- **Text segment**:
|---|

And what of tuberculosis? It killed “an astonishing 24,000” in 2007. Of course, since tuberculosis is most likely to attack people with suppressed immune systems, such as HIV sufferers and the aged, there is again not much economic loss involved here. Other likely to suffer include the malnourished, people living in close proximity with sufferers and IV drug users (there’s the HIV connection again).

“Average alcohol consumption per capita is double the rate the WHO considers dangerous to one’s health.” How much is the WHO rate? I don’t know, but I suspect it’s exceeded in every country where drinking alcohol is legal. If Russia is so bad, how come “Europeans are the heaviest drinkers in the world“? (This was an EU study, which would have excluded “oriental” Russia from European statistics.) Heavy drinking has been a part of Western culture for centuries, and yet it somehow flourished. There’s no reason to think Russia will be the unique exception.

|---|

- **Entries provided**:
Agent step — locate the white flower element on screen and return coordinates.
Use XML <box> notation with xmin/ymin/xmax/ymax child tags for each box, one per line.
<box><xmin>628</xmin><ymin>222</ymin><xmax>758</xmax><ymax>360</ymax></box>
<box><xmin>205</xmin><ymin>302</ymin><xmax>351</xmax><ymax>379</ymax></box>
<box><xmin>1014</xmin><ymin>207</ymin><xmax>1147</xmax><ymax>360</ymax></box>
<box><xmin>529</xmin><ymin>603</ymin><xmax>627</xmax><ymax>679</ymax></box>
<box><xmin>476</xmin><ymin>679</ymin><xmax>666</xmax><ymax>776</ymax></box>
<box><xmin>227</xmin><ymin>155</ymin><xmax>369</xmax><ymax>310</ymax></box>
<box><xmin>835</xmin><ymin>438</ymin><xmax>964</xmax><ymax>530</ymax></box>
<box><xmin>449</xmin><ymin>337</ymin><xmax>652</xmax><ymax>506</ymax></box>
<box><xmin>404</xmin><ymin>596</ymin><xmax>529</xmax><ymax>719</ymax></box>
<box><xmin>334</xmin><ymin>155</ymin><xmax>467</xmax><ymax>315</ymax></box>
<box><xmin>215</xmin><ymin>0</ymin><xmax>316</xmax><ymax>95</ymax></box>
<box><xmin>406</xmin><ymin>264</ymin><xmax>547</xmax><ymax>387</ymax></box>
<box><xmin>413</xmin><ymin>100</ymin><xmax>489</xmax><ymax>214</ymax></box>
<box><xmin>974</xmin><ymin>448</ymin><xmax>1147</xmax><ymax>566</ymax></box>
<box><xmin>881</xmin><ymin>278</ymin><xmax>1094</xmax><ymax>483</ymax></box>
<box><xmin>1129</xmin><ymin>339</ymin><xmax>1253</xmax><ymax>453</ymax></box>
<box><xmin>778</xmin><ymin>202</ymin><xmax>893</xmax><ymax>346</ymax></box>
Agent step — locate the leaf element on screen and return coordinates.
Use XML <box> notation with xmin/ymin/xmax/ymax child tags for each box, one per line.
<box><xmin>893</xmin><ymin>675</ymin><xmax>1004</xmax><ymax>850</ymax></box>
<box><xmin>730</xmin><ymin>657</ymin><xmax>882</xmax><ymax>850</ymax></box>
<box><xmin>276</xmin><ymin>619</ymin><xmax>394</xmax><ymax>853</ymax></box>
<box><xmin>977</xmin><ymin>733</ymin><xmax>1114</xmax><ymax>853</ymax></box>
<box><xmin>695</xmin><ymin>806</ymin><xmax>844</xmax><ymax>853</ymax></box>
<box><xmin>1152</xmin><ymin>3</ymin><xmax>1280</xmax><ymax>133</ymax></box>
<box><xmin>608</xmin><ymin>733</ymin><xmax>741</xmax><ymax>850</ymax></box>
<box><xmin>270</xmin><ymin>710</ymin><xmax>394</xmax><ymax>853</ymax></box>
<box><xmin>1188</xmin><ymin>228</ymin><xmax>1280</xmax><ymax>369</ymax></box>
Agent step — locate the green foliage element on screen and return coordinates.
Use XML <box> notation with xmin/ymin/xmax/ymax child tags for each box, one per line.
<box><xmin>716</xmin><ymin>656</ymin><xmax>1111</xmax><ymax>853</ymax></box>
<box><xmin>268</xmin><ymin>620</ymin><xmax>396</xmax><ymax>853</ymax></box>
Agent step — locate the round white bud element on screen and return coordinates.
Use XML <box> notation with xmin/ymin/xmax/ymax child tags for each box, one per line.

|---|

- **Tasks and exercises**:
1. Repeat word for word the stretch of the passage on Russian health statistics from "And what of" through "HIV connection again).".
2. Pick up the passage on Russian health statistics after its final sentence and continue writing it.

- **Exercise responses**:
1.
And what of tuberculosis? It killed “an astonishing 24,000” in 2007. Of course, since tuberculosis is most likely to attack people with suppressed immune systems, such as HIV sufferers and the aged, there is again not much economic loss involved here. Other likely to suffer include the malnourished, people living in close proximity with sufferers and IV drug users (there’s the HIV connection again).

2.
“Three times as many Russians die from heart-related illnesses as do Americans or Europeans.” Well, they have to die of something. If that something happens to strike down citizens at the end of their working life, and obviate the need for lengthy treatment, so much the better, economically speaking. It’s a bit of a Logan’s Run solution, but effective.

But, you cry, surely all this illness and death is hugely expensive to the state? Well, it would be if they paid for it. But Russia’s welfare system is even more dire than the USA’s – illness and death are mostly privatised, so Russia pays little and reaps much in the elimination of economically inconsiderable persons who are chronically unemployed or indigent, socially marginal, or aged and unable to work.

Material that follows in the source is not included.